[Instructions for the task] Rewrite the data below, changing "thickest part" to "widest part" wherever it occurs and leaving everything else as it is. Do not include the pictures in your answer.

==*==

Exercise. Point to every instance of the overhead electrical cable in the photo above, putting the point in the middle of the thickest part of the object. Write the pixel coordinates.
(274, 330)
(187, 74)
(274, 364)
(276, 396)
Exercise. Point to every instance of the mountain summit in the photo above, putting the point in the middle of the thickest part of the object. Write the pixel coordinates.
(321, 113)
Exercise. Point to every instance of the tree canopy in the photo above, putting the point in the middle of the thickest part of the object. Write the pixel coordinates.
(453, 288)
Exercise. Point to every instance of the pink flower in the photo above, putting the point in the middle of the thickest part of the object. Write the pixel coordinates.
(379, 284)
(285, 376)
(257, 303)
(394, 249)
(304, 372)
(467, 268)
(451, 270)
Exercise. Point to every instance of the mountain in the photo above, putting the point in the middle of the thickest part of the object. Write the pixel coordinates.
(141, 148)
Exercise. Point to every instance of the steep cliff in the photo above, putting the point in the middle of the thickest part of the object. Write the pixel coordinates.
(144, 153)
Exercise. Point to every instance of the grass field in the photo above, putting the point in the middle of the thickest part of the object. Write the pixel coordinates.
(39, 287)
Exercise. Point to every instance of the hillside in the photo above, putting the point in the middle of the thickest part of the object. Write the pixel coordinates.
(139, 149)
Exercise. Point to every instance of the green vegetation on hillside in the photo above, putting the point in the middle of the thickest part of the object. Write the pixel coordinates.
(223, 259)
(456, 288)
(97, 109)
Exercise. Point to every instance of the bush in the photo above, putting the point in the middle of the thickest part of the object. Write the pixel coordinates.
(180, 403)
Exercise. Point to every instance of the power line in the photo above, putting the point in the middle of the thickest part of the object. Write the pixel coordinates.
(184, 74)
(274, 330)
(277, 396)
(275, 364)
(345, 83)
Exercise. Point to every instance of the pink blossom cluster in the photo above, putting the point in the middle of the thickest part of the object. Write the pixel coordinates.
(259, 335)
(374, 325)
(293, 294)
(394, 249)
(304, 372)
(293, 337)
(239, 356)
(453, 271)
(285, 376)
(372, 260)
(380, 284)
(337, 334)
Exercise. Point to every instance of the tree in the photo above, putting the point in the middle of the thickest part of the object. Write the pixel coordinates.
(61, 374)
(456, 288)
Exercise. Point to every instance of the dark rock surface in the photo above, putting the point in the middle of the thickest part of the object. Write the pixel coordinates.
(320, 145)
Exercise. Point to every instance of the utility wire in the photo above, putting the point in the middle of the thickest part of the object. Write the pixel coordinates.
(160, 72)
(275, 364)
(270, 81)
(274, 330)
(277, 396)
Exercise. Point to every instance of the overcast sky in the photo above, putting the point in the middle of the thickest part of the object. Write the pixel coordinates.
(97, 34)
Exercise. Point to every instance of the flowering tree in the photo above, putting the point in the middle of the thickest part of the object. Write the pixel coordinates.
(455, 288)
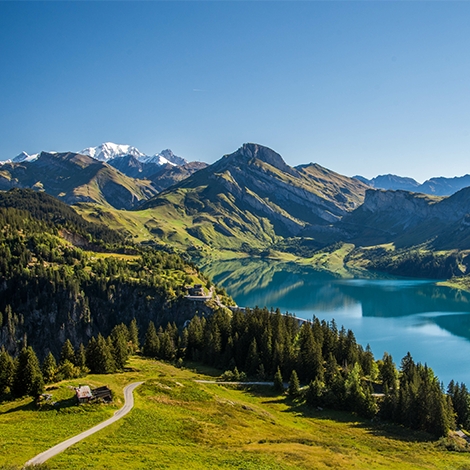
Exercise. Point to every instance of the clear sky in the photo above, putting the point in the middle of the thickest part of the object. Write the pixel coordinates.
(359, 87)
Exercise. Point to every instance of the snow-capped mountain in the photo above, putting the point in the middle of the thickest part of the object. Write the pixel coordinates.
(24, 157)
(109, 150)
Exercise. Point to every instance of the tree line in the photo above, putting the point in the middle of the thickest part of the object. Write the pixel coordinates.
(25, 375)
(337, 372)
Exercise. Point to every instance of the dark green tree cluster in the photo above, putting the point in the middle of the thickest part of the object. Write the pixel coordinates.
(21, 376)
(56, 215)
(461, 402)
(65, 285)
(25, 376)
(419, 401)
(337, 372)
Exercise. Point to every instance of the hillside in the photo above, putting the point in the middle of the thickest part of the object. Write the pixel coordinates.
(253, 197)
(437, 186)
(62, 277)
(74, 178)
(162, 176)
(179, 423)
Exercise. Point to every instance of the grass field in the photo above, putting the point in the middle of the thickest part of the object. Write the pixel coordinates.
(180, 424)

==*==

[The reply]
Exercise. Point to every instance of the overhead electrical cable in the photo above, putting the point in the middle of the widest part of the object. Write the pixel coordinates.
(274, 330)
(187, 74)
(274, 364)
(276, 396)
Exercise. Point to every instance of the mountain summit in the photo above, putting the point in the middle of the widest part of the object. Write the pixel coordinates.
(321, 113)
Exercise. Point to every instance of the tree canopy in the photo above, putting the point in the middle of the widest part of the object. Write the pixel coordinates.
(453, 288)
Exercise. Point to every instance of the pink flower in the photo above, putting the point in the middle of the widest part of the object. Write the pixel coordinates.
(379, 284)
(285, 376)
(257, 303)
(394, 249)
(304, 372)
(467, 268)
(451, 270)
Exercise. Point to every instance of the mountain in the photo above, putting the point in the middle of the widest part of the object. Write the pixel coordinates.
(141, 148)
Exercise. Point to every instance of the steep cliff in the photo above, putting the point in the middle of the widest part of the object. Write the pixel coordinates.
(144, 153)
Exercise. Point to every instance of the grass field in the photo above, putting the point in the middle of the widest part of the object. Write the pixel coordinates.
(39, 287)
Exercise. Point to every instance of the hillside in the photo above, putting the point in the middle of the widest part of the object. Write the pixel coordinates.
(139, 149)
Exercise. Point to every instance of the green vegetation on hillside in the photo above, putting the point in the middle of the widest part of the object. Write the pixel coordinates.
(223, 259)
(456, 288)
(97, 109)
Exercise. Point to every instance of the bush in the photo above, putting the point in the middle of the widest part of the object. Write the pixel coordinates.
(180, 403)
Exercise. Point to every instance of the power line in the photo above, putting the point in the middle of the widest part of the object. Write the pixel coordinates.
(184, 74)
(274, 330)
(277, 396)
(275, 364)
(345, 83)
Exercise. Point to every instance of the pink blossom cluster in the photo above, putting the point in the middle of the widest part of the object. Write the pixel coordinates.
(259, 335)
(374, 325)
(293, 294)
(394, 249)
(304, 372)
(293, 337)
(239, 356)
(453, 271)
(285, 376)
(372, 260)
(380, 284)
(337, 334)
Exercise. Point to every instance of the tree in the photo above, putting the point in the middle of the widest part of the object. Write the pixel coordinates.
(61, 374)
(456, 288)
Exercise. Point to every instance of the dark rock surface in the photo above, putting the point in the middle of the widest part of the object. Write the pixel coordinates.
(320, 145)
Exercise. Point to every instance of the utility wire in the photo above, putting the point in the middle of the widest part of the object. Write the pixel coordinates.
(160, 72)
(275, 364)
(270, 81)
(274, 330)
(277, 396)
Exercise. Point to every instance of the overcast sky in the photo above, putting the point in the middle of the widest part of the object. Write the pixel coordinates.
(97, 34)
Exercise. Point to every instance of the flowering tree in the photo above, putting the point in the middle of the widest part of the object. Write the pixel coordinates.
(455, 288)
Exercise. Point to every instance of the clear sky in the photo above, putting the point in the middle of the widest part of the object. Write the pixel coordinates.
(359, 87)
Exercise. Point to every instance of the snow-capped mountain in the photo above, putting the point in the middle of the widest part of the object. Write the pixel coordinates.
(24, 157)
(109, 150)
Exercise. Point to every instance of the tree line in the photo above, putting the point in the middle of the widest part of the object. Write the pixel coordinates.
(25, 375)
(337, 372)
Exercise. Point to every instance of the dark green tree cluster in the photo above, putting the point in the middle of the widest part of the object. Write the pixel coordinates.
(21, 376)
(56, 215)
(461, 402)
(65, 285)
(25, 376)
(419, 401)
(337, 372)
Exercise. Point to every instance of the hillside in the photo above, putting the point in the middle of the widest part of the object. Write the pixel coordinates.
(253, 197)
(437, 186)
(62, 277)
(74, 178)
(162, 176)
(179, 423)
Exercise. Point to every instance of the grass field in the photo above, putting the point in the middle of the widest part of the object. Write the pixel coordinates.
(180, 424)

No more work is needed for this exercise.